▶ **Tasks for this exercise**:
1. From the album reviews below, list every instrument that Eric Lindell uses on his record.
2. Using the album reviews below, decide whether each statement agrees with the text. Answer yes or no, and quote the words that decide it.
(a) "Low on Cash, Rich in Love" is Eric Lindell's second release on Alligator Records.
(b) "Low on Cash, Rich in Love" contains ten songs.
(c) Mike Doughty's "Golden Delicious" is rated 4 stars of 5.
3. According to the album reviews below, which band did Mike Doughty front before his solo work?

▶ **Text excerpt**:
——

ENLARGE
Special to the Daily
“Low on Cash, Rich in Love” Alligator Records
Eric Lindell
4 stars of 5
Eric Lindell remembered his roots in California punk, boned up on the blues in New York, and swam in the swamp-rock of New Orleans.
His cross-country musical journey — in all directions of the compass — has landed him in the Big Easy where his hard work gigging in small bars and clubs has paid off with a deal on the Alligator Records label.
Lindell’s second Alligator release, “Low on Cash, Rich in Love,” is a 12-song collection of blues-rock with a hint of Motown soul thrown in to keep it fresh.
And for a blues album, it’s pretty upbeat. Lindell’s lyrics and sound are consistently happy even though they usually revolve around subjects like being poor ( “Low On Cash”), cheating girlfriends ( “Mind Your Business”) and breaking up with girlfriends ( “What I Got”).
Lindell employs standard blues instrumentation with guitar, bass, drums, harmonica, sax and organ, and makes it all work in a way that sounds oddly new and exciting. If you close your eyes and just listen you’ll never know that what you’re hearing is a skinny, tattooed white boy from California singing with that really big soul and playing guitar like he’s B.B. King’s brother.
— Charlie Owen, High Life writer
“Golden Delicious” Ato Records
Mike Doughty
4 1/2 stars of 5
Former Soul Coughing frontman and songwriter, Mike Doughty, is back with all his lyrical playfulness and mumbo-jumbo free-form poetry nonsense — and not a moment too soon.

——

▶ **Stored data**:
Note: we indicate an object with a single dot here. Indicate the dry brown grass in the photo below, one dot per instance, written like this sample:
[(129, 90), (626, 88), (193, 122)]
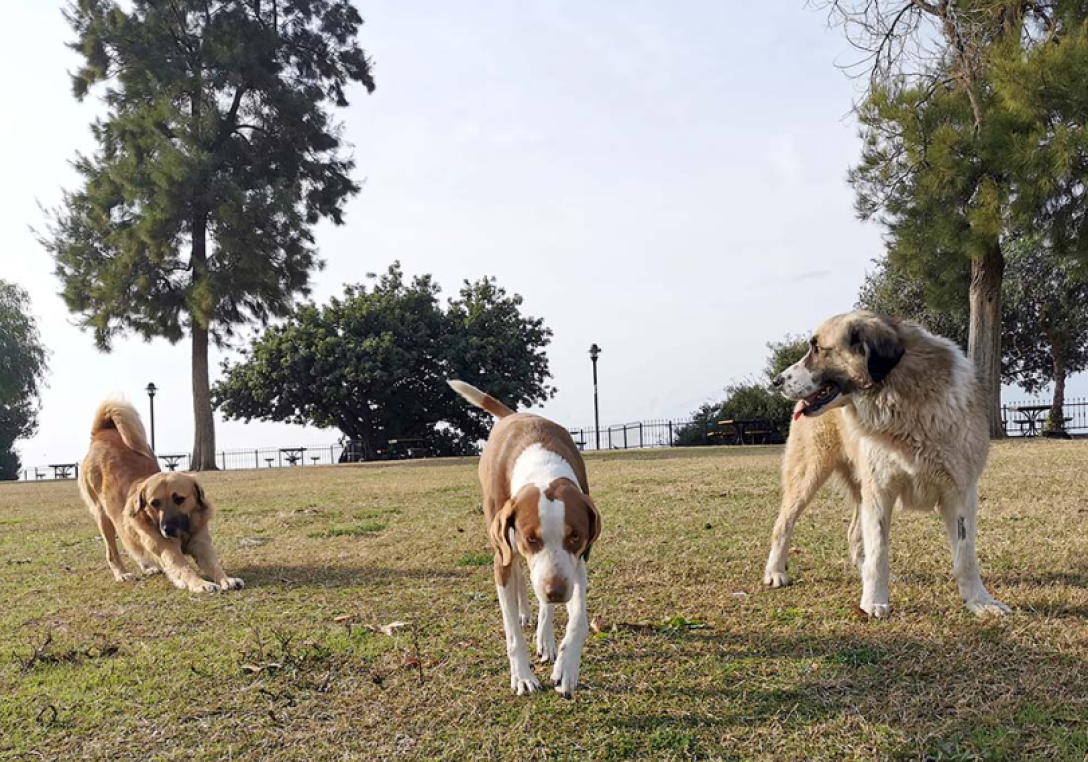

——

▶ **Final answers**:
1. Guitar, bass, drums, harmonica, sax, organ

2.
(a) Yes: "Lindell’s second Alligator release, “Low on Cash, Rich in Love,”"
(b) No: "is a 12-song collection of blues-rock"
(c) No: "4 1/2 stars of 5"

3. Soul Coughing